These are basic yet profound gestures: to listen, to sit and, if called upon, to minister. A chaplain understands it’s a delicate dance to make silence comforting and meaningful. Perhaps no one knows this better than Rabbi Judith Kummer, executive director of the Jewish Chaplaincy Council of Massachusetts (JCCM). “We are working with people at some of the most vulnerable moments of life,” Kummer recently told JewishBoston. “It’s a tender moment as we bring Judaism to the bedside.”

JCCM was founded in 1955 with the specific goal of providing Jewish chaplains to Jews who are in non-Jewish facilities. It is the only Jewish organization in the Greater Boston area providing these Jewish chaplaincy services in non-Jewish settings. The organization states in its mission that it is dedicated “to providing spiritual care to Jews of all ages and their families in healthcare and eldercare institutions and at home.”

Kummer pointed out that her organization is also guided by a teaching from Jewish liturgy that directly states: “Do not forsake us when we are old; when our strength wanes, do not abandon us.” She observed that the spirit of those words also extends to life’s celebratory moments, whether it’s the birth of a child or someone using his new prosthetic limb to walk outside the hospital for the first time.

Kummer compared her work to firefighters who head into a building from which other people are fleeing. “Oftentimes,” said Kummer, “there are difficult medical challenges around aging or illness, and it’s hard for people to face that. It’s a normal human reaction to shy away. Chaplains face those issues head-on with people. Spiritual issues can be hard to define. It’s not social work; it’s not medicine. It’s helping someone make meaning out of what is happening to them.”

Attending to a resident or patient’s religious and spiritual needs happens in 10 hospitals and 38 eldercare facilities at the present time in the Greater Boston area. Chaplains undergo a rigorous curriculum of over 1,600 hours of study and on-the-job training. “Not only is the training required in this credentialed field, it’s value added to the work we can do when chaplains have this formal training,” Kummer noted. “Chaplains learn to process their own reactions with a clinical supervisor or with peers; as a result, they can move forward to be present with a whole heart for whatever the patient is experiencing.”

Kummer and her team of 10 chaplains make almost 20,000 professional chaplaincy visits a year. They help people celebrate Shabbat and other holidays, as well as teach Jewish text-study classes. Kummer recalled one visit at a nursing home during Passover. A lone Jewish woman in the group timidly raised her hand when Kummer asked if there were any Jewish residents in the room. As the program proceeded, this isolated Jewish elder alternately beamed and wept at having her tradition acknowledged.

• Dataset extract:
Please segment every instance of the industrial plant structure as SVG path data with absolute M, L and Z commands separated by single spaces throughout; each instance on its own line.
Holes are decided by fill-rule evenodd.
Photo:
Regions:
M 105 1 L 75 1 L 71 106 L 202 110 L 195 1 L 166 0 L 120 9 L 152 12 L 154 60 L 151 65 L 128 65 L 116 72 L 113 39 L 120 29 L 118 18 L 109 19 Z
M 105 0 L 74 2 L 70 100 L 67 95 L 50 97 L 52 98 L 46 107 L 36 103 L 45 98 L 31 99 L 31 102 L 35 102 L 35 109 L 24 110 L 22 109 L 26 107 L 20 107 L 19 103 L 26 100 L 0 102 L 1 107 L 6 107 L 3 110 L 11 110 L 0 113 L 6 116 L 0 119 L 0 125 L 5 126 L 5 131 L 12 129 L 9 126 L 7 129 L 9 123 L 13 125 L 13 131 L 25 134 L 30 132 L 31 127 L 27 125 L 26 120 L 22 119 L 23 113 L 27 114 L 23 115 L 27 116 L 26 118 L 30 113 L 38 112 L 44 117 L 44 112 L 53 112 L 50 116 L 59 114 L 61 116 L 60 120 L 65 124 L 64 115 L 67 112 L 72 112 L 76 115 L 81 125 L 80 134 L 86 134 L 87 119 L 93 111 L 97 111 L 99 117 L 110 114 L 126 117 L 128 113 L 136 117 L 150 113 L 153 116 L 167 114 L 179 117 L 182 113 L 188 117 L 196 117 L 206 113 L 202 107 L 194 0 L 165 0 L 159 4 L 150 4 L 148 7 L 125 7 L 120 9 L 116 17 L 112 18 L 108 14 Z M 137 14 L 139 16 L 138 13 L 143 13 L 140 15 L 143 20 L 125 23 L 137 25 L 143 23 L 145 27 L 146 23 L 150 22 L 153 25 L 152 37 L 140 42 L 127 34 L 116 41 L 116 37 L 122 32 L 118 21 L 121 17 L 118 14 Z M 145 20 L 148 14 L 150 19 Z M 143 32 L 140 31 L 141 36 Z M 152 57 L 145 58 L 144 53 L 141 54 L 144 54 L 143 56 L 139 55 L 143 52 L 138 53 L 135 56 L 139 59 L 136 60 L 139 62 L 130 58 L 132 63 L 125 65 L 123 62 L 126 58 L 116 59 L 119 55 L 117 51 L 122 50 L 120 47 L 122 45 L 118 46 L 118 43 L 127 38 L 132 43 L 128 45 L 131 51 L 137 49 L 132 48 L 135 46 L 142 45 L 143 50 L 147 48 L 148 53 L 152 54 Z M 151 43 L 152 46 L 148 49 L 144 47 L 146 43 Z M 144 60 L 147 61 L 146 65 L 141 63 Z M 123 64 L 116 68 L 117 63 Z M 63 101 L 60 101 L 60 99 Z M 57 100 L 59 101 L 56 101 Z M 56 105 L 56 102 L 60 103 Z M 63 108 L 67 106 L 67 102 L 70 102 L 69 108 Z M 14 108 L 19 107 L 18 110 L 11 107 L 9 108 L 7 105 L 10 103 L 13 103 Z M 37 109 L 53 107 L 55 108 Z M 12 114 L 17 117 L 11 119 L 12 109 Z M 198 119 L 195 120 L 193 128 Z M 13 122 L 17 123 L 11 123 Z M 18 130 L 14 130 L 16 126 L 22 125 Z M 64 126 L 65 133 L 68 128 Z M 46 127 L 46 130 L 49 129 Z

• Try it:
From the text on Jewish chaplaincy, please translate this sentence into Spanish: "Kummer and her team of 10 chaplains make almost 20,000 professional chaplaincy visits a year." None of the rows matter for this.

• Written answer:
Kummer y su equipo de 10 capellanes realizan casi 20.000 visitas profesionales de capellanía al año.